Bisection Method

C Program

Bisection method is an iterative implementation of the ‘Intermediate Value Theorem‘ to find the real roots of a nonlinear function. According to the theorem “If a function f(x)=0 is continuous in an interval (a,b), such that f(a) and f(b) are of opposite nature or opposite signs, then there exists at least one or an odd number of roots between a and b.”
Using C program for bisection method is one of the simplest computer programming approach to find the solution of nonlinear equations. It requires two initial guesses and is a closed bracket method. Bisection method never fails!
The programming effort for Bisection Method in C language is simple and easy. The convergence is linear, slow but steady. The overall accuracy obtained is very good, so bisection method is more reliable in comparison to the Newton Raphson method or the Regula-Falsi method.

Features of Bisection Method:

• Type – closed bracket
• No. of initial guesses – 2
• Convergence – linear
• Rate of convergence – slow but steady
• Accuracy – good
• Programming effort – easy
• Approach – middle point

Below is a source code in C program for bisection method to find a root of the nonlinear function x^3 – 4*x – 9. The initial guesses taken are a and b. The calculation is done until the following condition is satisfied:
|a-b| < 0.0005 OR If (a+b)/2 < 0.0005 (or both equal to zero) where, (a+b)/2 is the middle point value.

**Directions:**
**A.** Reproduce the passage of the bisection method text word for word, starting with "Using C program" and going on through "the Regula-Falsi method.".
**B.** According to the bisection method text, why is the bisection method more reliable than the Newton Raphson method or the Regula-Falsi method? Answer in one to three sentences.

**Stored data:**
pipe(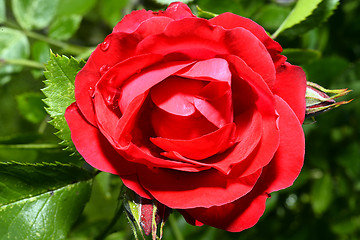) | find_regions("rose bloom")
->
[65,3,306,232]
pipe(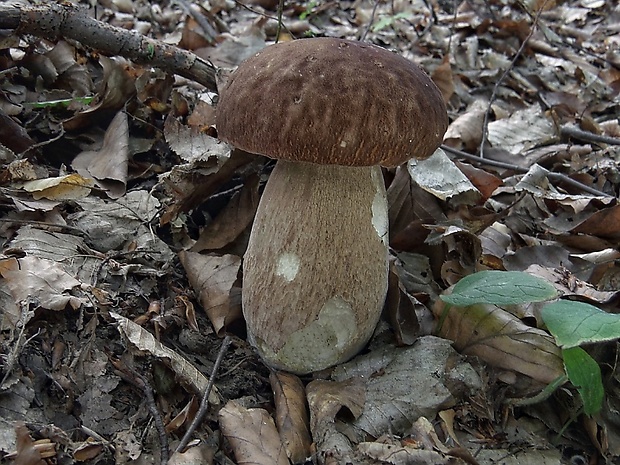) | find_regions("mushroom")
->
[216,38,448,374]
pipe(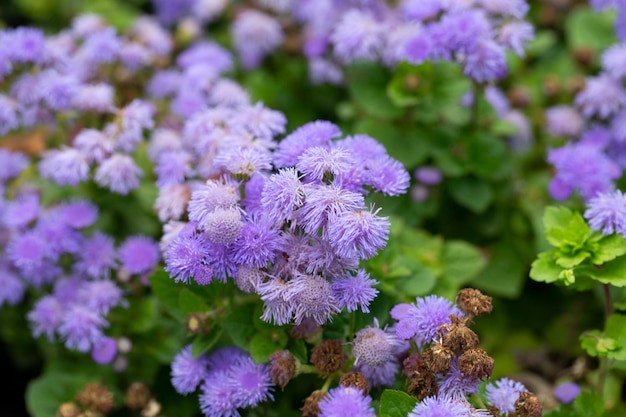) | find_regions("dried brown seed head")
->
[76,383,115,414]
[459,348,494,379]
[339,371,370,395]
[269,349,298,389]
[311,339,348,375]
[300,390,326,417]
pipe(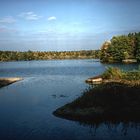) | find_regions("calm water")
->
[0,60,140,140]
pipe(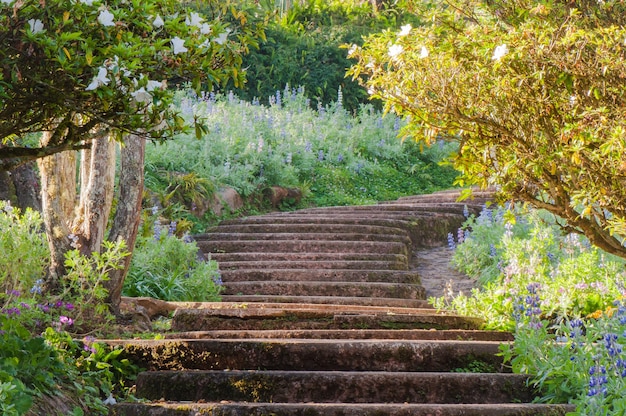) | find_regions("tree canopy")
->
[349,0,626,257]
[0,0,262,169]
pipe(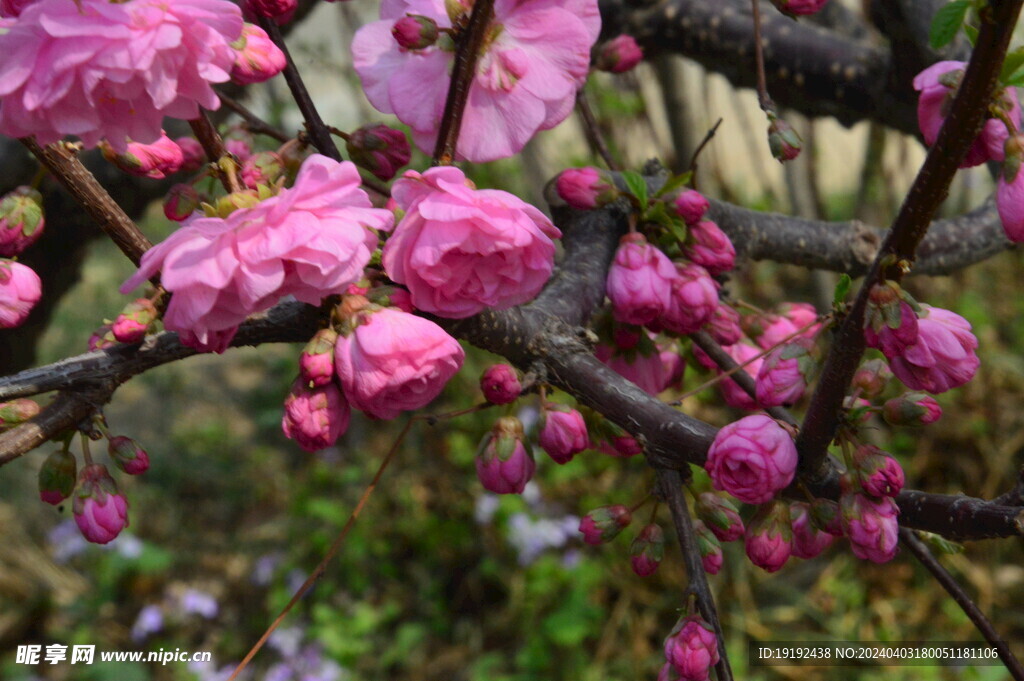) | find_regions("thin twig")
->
[899,527,1024,681]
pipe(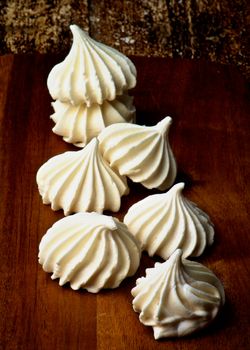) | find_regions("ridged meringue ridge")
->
[47,25,136,106]
[131,249,225,339]
[98,117,177,190]
[51,95,135,147]
[38,212,141,293]
[36,138,129,215]
[124,182,214,260]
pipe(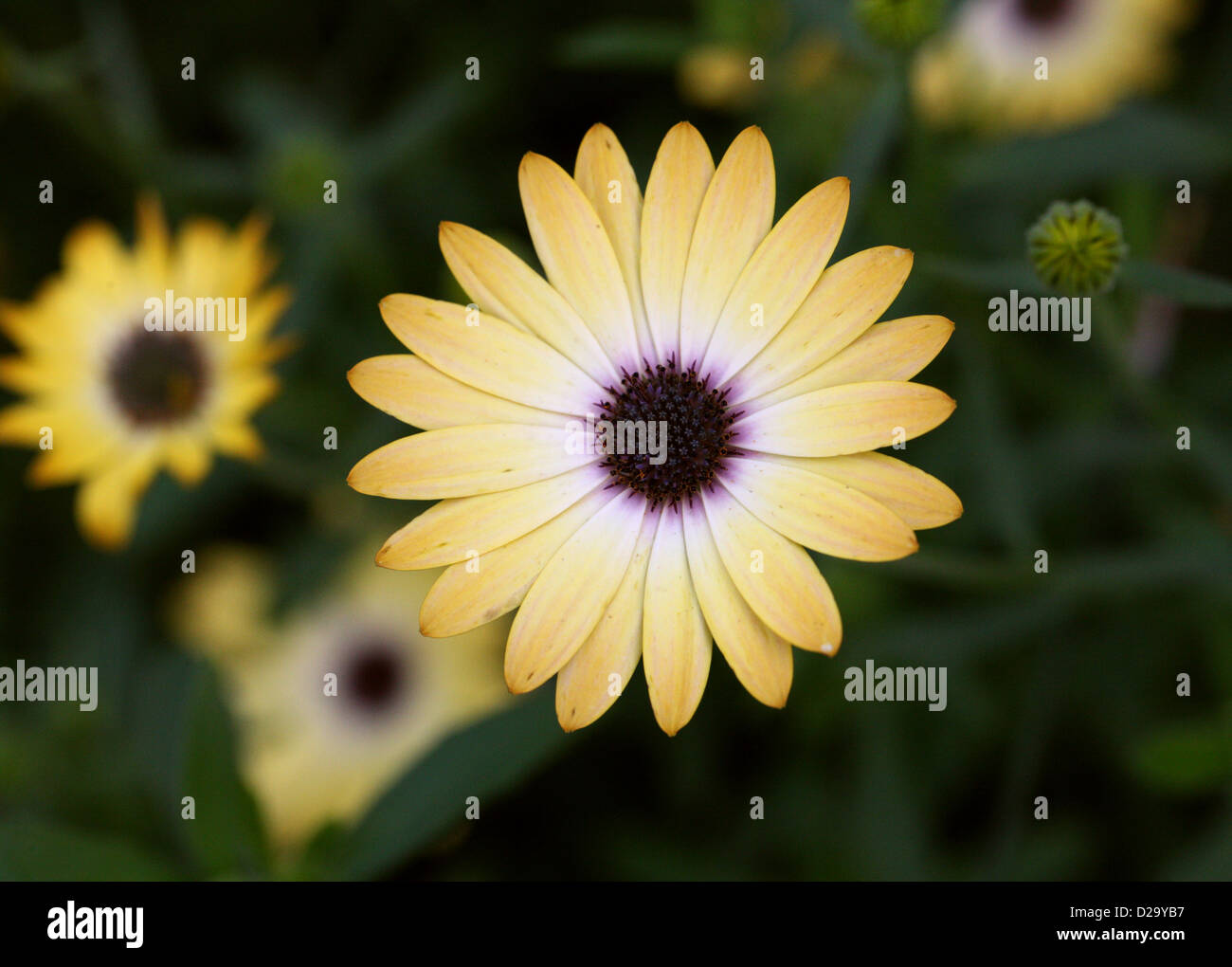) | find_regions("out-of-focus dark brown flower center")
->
[106,326,207,428]
[596,359,740,507]
[1015,0,1079,27]
[337,635,410,717]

**Response list:**
**A.**
Using C program for bisection method is one of the simplest computer programming approach to find the solution of nonlinear equations. It requires two initial guesses and is a closed bracket method. Bisection method never fails!
The programming effort for Bisection Method in C language is simple and easy. The convergence is linear, slow but steady. The overall accuracy obtained is very good, so bisection method is more reliable in comparison to the Newton Raphson method or the Regula-Falsi method.

**B.** The text says the bisection method is more reliable because the overall accuracy it obtains is very good. Its convergence is linear and slow but steady.